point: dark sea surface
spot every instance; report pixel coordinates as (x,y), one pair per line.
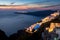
(11,23)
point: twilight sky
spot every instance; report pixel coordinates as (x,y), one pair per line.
(25,4)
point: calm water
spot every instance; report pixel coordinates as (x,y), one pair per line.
(10,22)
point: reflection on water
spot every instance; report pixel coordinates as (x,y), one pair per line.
(10,22)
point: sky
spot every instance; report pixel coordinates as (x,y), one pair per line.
(27,4)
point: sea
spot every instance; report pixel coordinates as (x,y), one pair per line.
(10,22)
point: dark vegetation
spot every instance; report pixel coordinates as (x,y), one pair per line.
(23,35)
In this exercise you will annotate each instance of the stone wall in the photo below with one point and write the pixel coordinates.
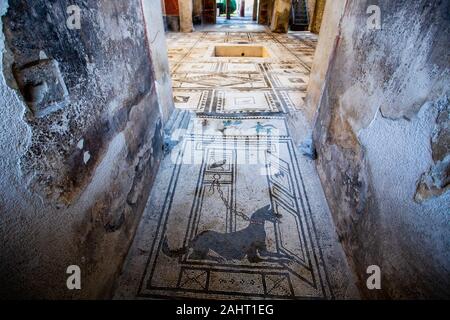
(317, 15)
(382, 139)
(74, 182)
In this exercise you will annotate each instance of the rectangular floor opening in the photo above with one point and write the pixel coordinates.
(241, 51)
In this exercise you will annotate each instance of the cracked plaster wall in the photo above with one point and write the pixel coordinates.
(381, 125)
(74, 183)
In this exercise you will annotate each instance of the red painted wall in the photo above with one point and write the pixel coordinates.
(172, 8)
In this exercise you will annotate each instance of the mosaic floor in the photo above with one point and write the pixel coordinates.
(235, 213)
(227, 85)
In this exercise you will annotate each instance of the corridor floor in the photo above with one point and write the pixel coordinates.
(235, 211)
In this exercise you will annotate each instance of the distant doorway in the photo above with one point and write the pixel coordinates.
(209, 11)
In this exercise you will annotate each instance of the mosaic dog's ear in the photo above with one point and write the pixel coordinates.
(247, 243)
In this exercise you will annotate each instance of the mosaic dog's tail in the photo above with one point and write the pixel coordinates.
(172, 253)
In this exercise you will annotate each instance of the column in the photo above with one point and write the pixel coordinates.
(280, 17)
(255, 10)
(242, 13)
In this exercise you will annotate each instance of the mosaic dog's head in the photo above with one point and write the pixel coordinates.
(266, 214)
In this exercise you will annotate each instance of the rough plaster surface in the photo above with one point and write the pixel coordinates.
(417, 235)
(374, 144)
(158, 47)
(74, 183)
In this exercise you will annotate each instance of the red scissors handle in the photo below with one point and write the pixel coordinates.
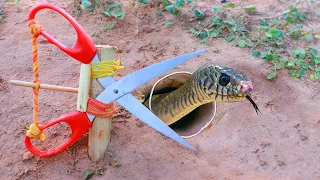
(79, 124)
(83, 50)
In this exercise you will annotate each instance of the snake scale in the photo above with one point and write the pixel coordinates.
(207, 84)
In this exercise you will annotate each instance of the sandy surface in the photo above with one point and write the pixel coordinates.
(282, 143)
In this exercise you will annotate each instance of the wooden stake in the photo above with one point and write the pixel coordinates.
(44, 86)
(84, 84)
(100, 131)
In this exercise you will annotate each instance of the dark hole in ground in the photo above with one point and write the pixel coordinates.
(192, 122)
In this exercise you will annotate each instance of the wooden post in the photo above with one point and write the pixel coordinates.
(100, 132)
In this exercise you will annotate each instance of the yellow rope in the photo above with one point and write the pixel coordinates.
(34, 131)
(105, 68)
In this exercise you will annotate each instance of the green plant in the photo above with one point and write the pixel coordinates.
(105, 28)
(113, 10)
(175, 6)
(268, 39)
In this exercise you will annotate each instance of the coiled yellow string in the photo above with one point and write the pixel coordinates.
(105, 68)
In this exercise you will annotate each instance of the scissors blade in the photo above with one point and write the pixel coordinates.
(142, 76)
(130, 103)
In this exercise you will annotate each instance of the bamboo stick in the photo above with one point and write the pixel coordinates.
(84, 85)
(44, 86)
(100, 131)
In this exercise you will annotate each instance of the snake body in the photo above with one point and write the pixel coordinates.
(207, 84)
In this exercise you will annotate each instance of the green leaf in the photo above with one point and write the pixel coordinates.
(271, 76)
(309, 37)
(117, 14)
(295, 36)
(314, 76)
(194, 31)
(111, 26)
(277, 67)
(251, 9)
(231, 5)
(274, 33)
(213, 33)
(203, 34)
(169, 8)
(204, 41)
(3, 21)
(314, 52)
(168, 23)
(255, 53)
(216, 9)
(88, 174)
(143, 1)
(301, 72)
(199, 14)
(262, 23)
(263, 54)
(230, 38)
(106, 13)
(241, 43)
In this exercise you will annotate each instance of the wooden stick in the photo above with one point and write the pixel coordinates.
(100, 131)
(44, 86)
(84, 84)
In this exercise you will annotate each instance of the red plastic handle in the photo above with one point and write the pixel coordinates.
(79, 124)
(83, 50)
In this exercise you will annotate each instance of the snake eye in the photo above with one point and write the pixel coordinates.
(224, 79)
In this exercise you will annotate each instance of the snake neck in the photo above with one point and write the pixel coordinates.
(180, 102)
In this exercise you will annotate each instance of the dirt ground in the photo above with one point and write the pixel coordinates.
(282, 143)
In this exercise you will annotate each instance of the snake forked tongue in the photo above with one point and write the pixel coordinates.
(254, 104)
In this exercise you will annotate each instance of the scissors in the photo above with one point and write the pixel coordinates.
(85, 52)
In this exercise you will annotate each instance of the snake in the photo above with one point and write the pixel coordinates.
(207, 84)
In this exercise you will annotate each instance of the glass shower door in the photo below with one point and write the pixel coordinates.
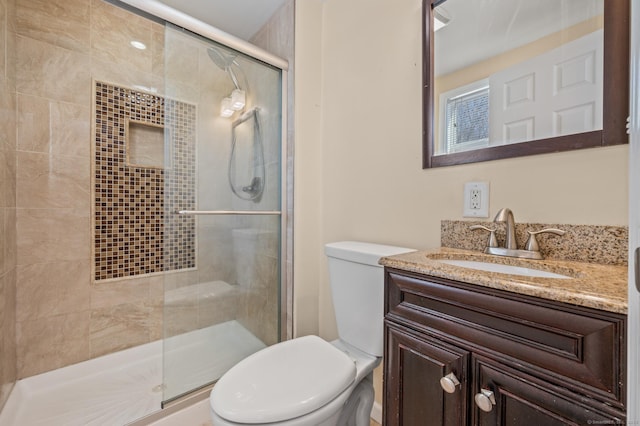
++++++++++
▸ **What needs to be done**
Rewrite all of the rows above as a JSON list of strings, one string per line, skipping blank lines. Leave the pictures out of your answer.

▸ **Exercise output**
[
  "point: dark sea surface",
  "spot every instance; report pixel coordinates as (x,y), one pair per line.",
  "(11,23)",
  "point: twilight sky",
  "spot every instance; report pixel coordinates as (x,y), one pair per line.",
  "(25,4)",
  "point: calm water",
  "spot every instance; report pixel coordinates as (x,y), one pair per line.",
  "(10,22)",
  "point: reflection on water",
  "spot every instance; report pixel coordinates as (x,y), one pair per line.",
  "(10,22)",
  "point: sky",
  "spot every instance; report pixel coordinates as (x,y), one pair per line.",
  "(27,4)",
  "point: sea",
  "spot every instance; report pixel coordinates as (x,y), one pair per line.",
  "(10,22)",
  "point: dark vegetation",
  "spot every instance; report pixel coordinates as (x,y), one pair per line.",
  "(23,35)",
  "In this exercise you will annotate each instance of the stone wall in the photo below with one point and write the pixel coordinates.",
  "(317, 15)",
  "(382, 139)",
  "(74, 182)",
  "In this exercise you will annotate each instance of the rectangular floor opening in the photo above with one point and write the pixel coordinates.",
  "(241, 51)",
  "In this exercise you will annotate each instance of the cracked plaster wall in the photo above with one point and write the pixel coordinates.",
  "(381, 125)",
  "(74, 183)",
  "In this exercise you will annotate each instance of the red painted wall in the photo above with one point and write the pixel coordinates.",
  "(172, 8)",
  "In this exercise you will annotate each instance of the mosaic floor in the photo above with one point and write the pixel coordinates.",
  "(235, 213)",
  "(227, 85)",
  "In this exercise you will annotate each instance of the corridor floor in the photo above with one point and write the pixel coordinates.",
  "(235, 211)",
  "In this exercise you will annotate each instance of the distant doorway in the photo above with one point and write the pixel coordinates.",
  "(209, 11)",
  "In this exercise you will annotate each instance of the mosaic dog's ear in the photo above with one point and write the pixel coordinates.",
  "(247, 243)",
  "In this exercise you will annotate each instance of the mosaic dog's tail in the photo above with one point and write the pixel coordinates.",
  "(172, 253)",
  "In this exercise you will annotate each instance of the column in the photo above with one point and write the pixel coordinates.",
  "(280, 17)",
  "(255, 10)",
  "(242, 13)",
  "In this exercise you will annotate each instance of the mosaic dog's head in the photo above with one point and write the pixel coordinates.",
  "(266, 214)",
  "In this exercise you will annotate each instance of the rough plaster surface in the photo above with one point and write the pixel coordinates.",
  "(417, 235)",
  "(374, 144)",
  "(158, 47)",
  "(74, 183)",
  "In this exercise you will annotate each instance of the red scissors handle in the photo below with one point and write the pixel coordinates.",
  "(79, 124)",
  "(83, 50)",
  "In this exercise you will annotate each instance of the snake scale in the photo above with one point and write the pixel coordinates.",
  "(207, 84)",
  "In this exercise you will annotate each instance of the sandy surface in the photo above with one point and write the pixel coordinates.",
  "(282, 143)",
  "In this exercise you will annotate each instance of the wooden stake in the photo above with one point and write the pixel coordinates.",
  "(44, 86)",
  "(84, 84)",
  "(100, 131)",
  "In this exercise you will annotate each instance of the dark hole in ground in the photo above with one point and write the pixel coordinates.",
  "(192, 122)",
  "In this exercise you will annotate each instance of the wooden post in the photo above with one point and write the pixel coordinates.",
  "(100, 132)",
  "In this exercise you will annotate each instance of the yellow rope in the photo above with one point and write the pixel coordinates.",
  "(34, 131)",
  "(105, 68)",
  "In this exercise you will annotate each instance of the green plant in the photo above with one point and write the pixel coordinates.",
  "(105, 28)",
  "(113, 10)",
  "(175, 6)",
  "(268, 39)",
  "In this exercise you will annotate each instance of the coiled yellow string in the photo above with one point and write the pixel coordinates.",
  "(105, 68)",
  "In this exercise you will annotate each instance of the scissors blade in the photo above with one point and write the pixel coordinates.",
  "(142, 76)",
  "(130, 103)",
  "In this exercise you will annotate each instance of the bamboo stick in the photo above with one point and write the pixel coordinates.",
  "(84, 85)",
  "(44, 86)",
  "(100, 131)",
  "In this exercise you will annotate each instance of the snake body in the photo above with one point and write the pixel coordinates.",
  "(207, 84)",
  "In this exercise you will annotate each instance of the green leaf in the photo above with one point and write the pixel coordinates.",
  "(271, 76)",
  "(309, 37)",
  "(117, 14)",
  "(295, 36)",
  "(314, 76)",
  "(194, 31)",
  "(111, 26)",
  "(277, 67)",
  "(251, 9)",
  "(231, 5)",
  "(274, 33)",
  "(213, 33)",
  "(203, 34)",
  "(169, 8)",
  "(204, 41)",
  "(3, 21)",
  "(314, 52)",
  "(168, 23)",
  "(255, 53)",
  "(216, 9)",
  "(88, 174)",
  "(143, 1)",
  "(301, 72)",
  "(199, 14)",
  "(262, 23)",
  "(263, 54)",
  "(230, 38)",
  "(106, 13)",
  "(241, 43)",
  "In this exercise you will annotate each instance of the wooden stick in the photo above with one point and write the pixel coordinates.",
  "(100, 131)",
  "(44, 86)",
  "(84, 84)",
  "In this exercise you will annotate each instance of the red plastic handle in the photo above with one point and write the pixel coordinates.",
  "(79, 124)",
  "(83, 50)",
  "In this exercise you will annotate each instance of the snake eye in the photo above with one point and write the pixel coordinates.",
  "(224, 79)",
  "In this exercise you will annotate each instance of the snake neck in the photo above with one point and write the pixel coordinates.",
  "(180, 102)",
  "In this exercise you will annotate each instance of the dirt ground in the photo above with one point and write the pixel coordinates.",
  "(282, 143)",
  "In this exercise you will annotate each instance of the snake forked tongue in the photo above with one point and write the pixel coordinates.",
  "(254, 104)",
  "In this exercise you will annotate each instance of the scissors in the photo above with one point and write the pixel coordinates.",
  "(85, 52)",
  "In this exercise you will annotate each instance of the snake in the photo above with one point and write the pixel coordinates.",
  "(207, 84)",
  "In this exercise you will annotate each instance of the glass shower door in the photo below with one point and write the pixel coordinates."
]